**** Fragment danych
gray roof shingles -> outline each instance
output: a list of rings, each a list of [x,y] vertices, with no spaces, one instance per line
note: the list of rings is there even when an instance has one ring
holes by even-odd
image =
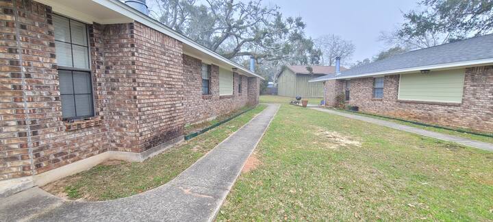
[[[418,49],[343,71],[337,79],[396,69],[493,58],[493,34]],[[323,81],[333,75],[310,80]]]

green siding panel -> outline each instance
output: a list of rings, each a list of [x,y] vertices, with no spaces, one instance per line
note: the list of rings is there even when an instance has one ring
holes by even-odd
[[[323,82],[308,82],[320,75],[296,75],[285,69],[277,79],[277,95],[284,97],[323,97]]]
[[[401,75],[399,99],[462,103],[464,69]]]
[[[219,95],[233,95],[233,72],[219,69]]]

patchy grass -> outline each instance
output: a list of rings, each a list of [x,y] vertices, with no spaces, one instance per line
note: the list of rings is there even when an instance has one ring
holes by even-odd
********
#### Co należy zrobić:
Proszę przepisać wiernie cały powyższy listing, pomijając w odpowiedzi obrazy.

#### Wynik zadania:
gray roof shingles -> outline each instance
output: a list of rings, each a list of [x,y] vertices, with no spaces, one instance per line
note: the list of rings is there even when an instance has one ring
holes by even-odd
image =
[[[418,49],[343,71],[337,79],[396,69],[493,58],[493,34]],[[323,81],[333,75],[310,80]]]

green siding panel -> outline each instance
output: a list of rings, each a list of [x,y] vertices, with no spaces, one instance per line
note: the list of rings is there even when an instance has one ring
holes by even-odd
[[[323,82],[308,82],[320,75],[296,75],[285,69],[277,79],[277,95],[284,97],[323,97]]]
[[[401,75],[399,99],[462,103],[464,69]]]
[[[219,95],[233,95],[233,72],[219,69]]]

patchy grass -> outline each instance
output: a list of rings, each a list of [x,y] vertices, with no spaces, one instance per line
note: the list of rings is there even when an instance has one ring
holes by even-odd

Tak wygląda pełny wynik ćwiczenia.